**Reportagem**
_ _ _ _ _

O advogado de Cristiane Mininel afirmou que "os fatos são de processo sigiloso e não tratam do assunto da reportagem que estão querendo veicular, havendo sensacionalismo por parte da fonte."

Em depoimento prestado à polícia em maio de 2022, Christianne Loiola afirmou não ter contato com Cebola havia oito anos. Ela disse ainda ter sido cliente de Cristiane Mininel na compra de joias e que, a pedido dela, o pagamento era depositado na conta de Ricardo Reis Fontes.

O UOL também procurou Ibrahim Ahmad Mourad e Christianne Loiola e os advogados de defesa de Skeye Hussein Mohamad Mourad e Thais Tuanny, mas não obteve resposta.

O Ministério Público de São Paulo afirmou que não pode se pronunciar sobre o caso, pois o processo corre sob segredo de Justiça.

_ _ _ _ _

**Dados registrados**
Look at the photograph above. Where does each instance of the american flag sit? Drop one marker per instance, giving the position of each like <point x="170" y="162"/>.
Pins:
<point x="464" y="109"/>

_ _ _ _ _

**Descrição do exercício**
Transcreva a reportagem acima na íntegra, palavra por palavra.

**Exercício resolvido**
O advogado de Cristiane Mininel afirmou que "os fatos são de processo sigiloso e não tratam do assunto da reportagem que estão querendo veicular, havendo sensacionalismo por parte da fonte."

Em depoimento prestado à polícia em maio de 2022, Christianne Loiola afirmou não ter contato com Cebola havia oito anos. Ela disse ainda ter sido cliente de Cristiane Mininel na compra de joias e que, a pedido dela, o pagamento era depositado na conta de Ricardo Reis Fontes.

O UOL também procurou Ibrahim Ahmad Mourad e Christianne Loiola e os advogados de defesa de Skeye Hussein Mohamad Mourad e Thais Tuanny, mas não obteve resposta.

O Ministério Público de São Paulo afirmou que não pode se pronunciar sobre o caso, pois o processo corre sob segredo de Justiça.